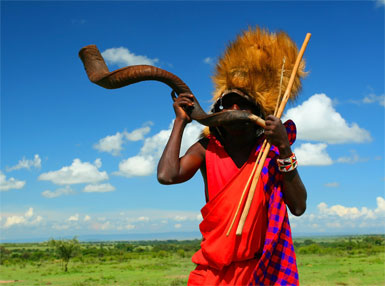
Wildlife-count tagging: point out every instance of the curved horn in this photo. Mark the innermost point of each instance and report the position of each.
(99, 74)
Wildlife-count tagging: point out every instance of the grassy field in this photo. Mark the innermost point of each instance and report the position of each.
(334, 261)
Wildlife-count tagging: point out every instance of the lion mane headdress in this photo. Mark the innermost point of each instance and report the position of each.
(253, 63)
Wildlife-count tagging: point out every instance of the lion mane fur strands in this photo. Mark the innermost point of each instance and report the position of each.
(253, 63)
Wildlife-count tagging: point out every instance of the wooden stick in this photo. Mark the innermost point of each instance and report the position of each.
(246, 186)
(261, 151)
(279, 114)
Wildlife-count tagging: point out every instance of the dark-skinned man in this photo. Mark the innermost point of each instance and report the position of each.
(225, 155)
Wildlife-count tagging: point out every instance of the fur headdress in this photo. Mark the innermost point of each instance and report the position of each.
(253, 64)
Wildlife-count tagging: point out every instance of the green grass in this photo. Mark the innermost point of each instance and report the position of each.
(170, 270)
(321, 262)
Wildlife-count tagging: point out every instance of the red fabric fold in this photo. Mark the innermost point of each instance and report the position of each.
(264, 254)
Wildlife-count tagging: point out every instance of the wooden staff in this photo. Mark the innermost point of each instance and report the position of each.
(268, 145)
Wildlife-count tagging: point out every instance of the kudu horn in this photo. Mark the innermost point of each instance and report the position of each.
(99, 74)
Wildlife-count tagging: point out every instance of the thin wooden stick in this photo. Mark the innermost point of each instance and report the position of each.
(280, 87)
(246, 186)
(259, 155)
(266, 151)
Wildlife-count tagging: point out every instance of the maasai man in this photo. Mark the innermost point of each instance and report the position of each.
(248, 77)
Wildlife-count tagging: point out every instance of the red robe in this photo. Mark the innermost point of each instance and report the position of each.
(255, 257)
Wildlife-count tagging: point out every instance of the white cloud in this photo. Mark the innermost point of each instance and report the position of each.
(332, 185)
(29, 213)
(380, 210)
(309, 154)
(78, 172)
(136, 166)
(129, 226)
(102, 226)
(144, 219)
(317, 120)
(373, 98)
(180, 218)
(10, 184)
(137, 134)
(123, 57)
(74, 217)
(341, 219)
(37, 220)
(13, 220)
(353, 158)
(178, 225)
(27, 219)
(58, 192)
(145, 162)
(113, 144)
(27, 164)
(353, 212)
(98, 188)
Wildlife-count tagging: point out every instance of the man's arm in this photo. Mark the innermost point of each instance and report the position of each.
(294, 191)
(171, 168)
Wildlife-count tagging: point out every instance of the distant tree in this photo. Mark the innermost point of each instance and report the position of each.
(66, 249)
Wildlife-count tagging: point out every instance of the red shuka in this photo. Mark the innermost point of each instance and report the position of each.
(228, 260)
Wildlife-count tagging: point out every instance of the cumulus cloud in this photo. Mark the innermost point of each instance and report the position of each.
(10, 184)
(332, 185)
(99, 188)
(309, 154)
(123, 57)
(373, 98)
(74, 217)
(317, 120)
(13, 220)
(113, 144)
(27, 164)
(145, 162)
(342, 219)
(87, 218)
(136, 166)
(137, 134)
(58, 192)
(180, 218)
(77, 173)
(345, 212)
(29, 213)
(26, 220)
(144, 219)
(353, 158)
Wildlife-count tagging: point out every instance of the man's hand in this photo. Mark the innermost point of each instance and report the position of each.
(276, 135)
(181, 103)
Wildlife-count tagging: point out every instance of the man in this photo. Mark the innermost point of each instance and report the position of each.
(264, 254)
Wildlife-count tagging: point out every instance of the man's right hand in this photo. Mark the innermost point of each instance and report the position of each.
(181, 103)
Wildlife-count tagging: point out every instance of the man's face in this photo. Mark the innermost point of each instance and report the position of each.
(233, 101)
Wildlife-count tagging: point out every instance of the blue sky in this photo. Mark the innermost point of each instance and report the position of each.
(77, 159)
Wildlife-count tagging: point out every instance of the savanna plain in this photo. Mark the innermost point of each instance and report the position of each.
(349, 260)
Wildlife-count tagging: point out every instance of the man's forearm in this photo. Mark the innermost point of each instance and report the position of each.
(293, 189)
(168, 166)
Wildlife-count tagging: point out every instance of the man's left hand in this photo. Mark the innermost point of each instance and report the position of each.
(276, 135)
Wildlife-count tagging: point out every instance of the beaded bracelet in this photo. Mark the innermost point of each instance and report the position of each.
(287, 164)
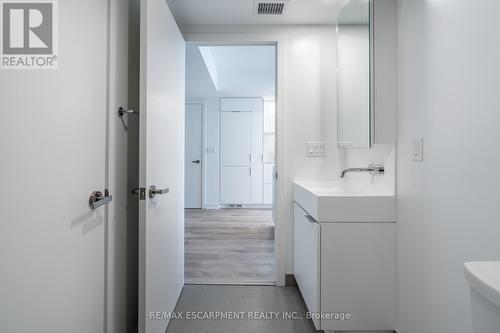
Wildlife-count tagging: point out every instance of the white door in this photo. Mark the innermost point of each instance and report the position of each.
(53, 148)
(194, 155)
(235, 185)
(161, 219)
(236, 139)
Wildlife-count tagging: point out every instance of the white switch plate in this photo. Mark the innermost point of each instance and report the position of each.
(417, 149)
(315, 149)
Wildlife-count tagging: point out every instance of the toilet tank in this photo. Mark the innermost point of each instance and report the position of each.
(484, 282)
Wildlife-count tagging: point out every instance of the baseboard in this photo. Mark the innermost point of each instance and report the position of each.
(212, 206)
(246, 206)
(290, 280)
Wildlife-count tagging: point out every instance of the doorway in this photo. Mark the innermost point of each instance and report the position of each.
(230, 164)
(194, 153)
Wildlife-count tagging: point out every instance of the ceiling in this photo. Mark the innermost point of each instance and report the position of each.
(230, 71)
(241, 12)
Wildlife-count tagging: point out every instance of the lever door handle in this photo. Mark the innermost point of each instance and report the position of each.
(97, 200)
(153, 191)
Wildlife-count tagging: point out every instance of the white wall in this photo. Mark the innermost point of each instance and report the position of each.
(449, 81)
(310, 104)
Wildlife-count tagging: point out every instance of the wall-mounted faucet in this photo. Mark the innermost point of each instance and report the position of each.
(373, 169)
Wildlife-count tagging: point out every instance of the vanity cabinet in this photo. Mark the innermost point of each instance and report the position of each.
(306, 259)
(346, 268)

* SET PROBLEM:
Exactly as written, give again every line from the one containing "the white door" through the last line of the material above, and no other lines.

* RESULT FOR THIS TASK:
Wildlife-count tagging: point out every instance of the white door in this photo. Mark the innermost point of each instance and report the position of each.
(53, 148)
(194, 155)
(235, 185)
(161, 219)
(236, 139)
Wildlife-count tagging: point out every instance of the white switch plate in this photo. Mark the innermost point of each instance and report the position of each.
(417, 149)
(315, 149)
Wildlife-count tagging: point out every instance of the toilet tank in this photo. Mark the innermost point of each instance and report the position of each.
(484, 282)
Wildlife-count tagging: point out every instance of the baseboard in this photo. Mark the innermost point of each instance and report the position of each.
(212, 206)
(246, 206)
(290, 280)
Wildlife-count tagging: point out every instance of the doorway in this photo. Mark the innermost point of each instance and report the position of each.
(230, 164)
(194, 153)
Wildlife-count tagging: point out every instance of the ceiling in this photo. Mark the innermost point of each instance and report the position of each.
(230, 71)
(241, 12)
Wildlife-count tagging: point out every instance of the lever door handle in this photo. Mark the innermost point of each instance and report the position of each.
(97, 200)
(153, 191)
Wildlife-count tagging: point out every instance of the white wall in this photo. Mark the innermost point of each instance and report the position of each.
(449, 81)
(310, 104)
Wildlife-count tagging: point out every instance of the wall-mounted faucet in this photo. Mark the innermost point of each instance and report the position of each.
(373, 169)
Wildlife-count tagging: point out every instance of the vanity cabinet in this photo. Mark the innermost point of each instance and report the position of each.
(306, 259)
(346, 268)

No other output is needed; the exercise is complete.